(A block of data)
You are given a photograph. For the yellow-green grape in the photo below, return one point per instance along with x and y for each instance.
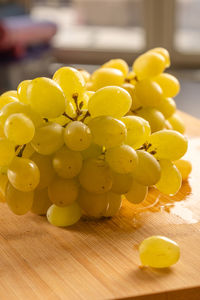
(164, 52)
(19, 202)
(111, 101)
(153, 116)
(137, 193)
(92, 151)
(41, 202)
(71, 81)
(48, 139)
(177, 123)
(23, 174)
(184, 167)
(95, 176)
(170, 181)
(19, 129)
(148, 171)
(168, 144)
(167, 107)
(67, 163)
(137, 132)
(93, 204)
(47, 173)
(117, 63)
(22, 91)
(77, 136)
(148, 65)
(46, 97)
(169, 84)
(64, 216)
(63, 192)
(149, 93)
(7, 152)
(103, 77)
(121, 182)
(122, 159)
(114, 204)
(107, 131)
(159, 252)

▶ **WHAT THIS TASK INVOLVES**:
Could you output every line of the material above, unchanged, leaving out the pictures?

▶ **EXPECTED ANSWER**:
You are given a photograph. For the yellow-green grape in the photo below, return one point per instance along with x and y for each instance.
(164, 52)
(19, 202)
(111, 101)
(153, 116)
(137, 193)
(92, 151)
(41, 202)
(71, 81)
(48, 139)
(177, 123)
(23, 174)
(184, 167)
(95, 176)
(170, 181)
(19, 129)
(148, 171)
(168, 144)
(167, 107)
(67, 163)
(137, 132)
(93, 204)
(47, 173)
(117, 63)
(22, 91)
(77, 136)
(148, 65)
(46, 97)
(169, 84)
(64, 216)
(63, 192)
(149, 93)
(7, 152)
(103, 77)
(121, 182)
(122, 159)
(114, 204)
(107, 131)
(159, 252)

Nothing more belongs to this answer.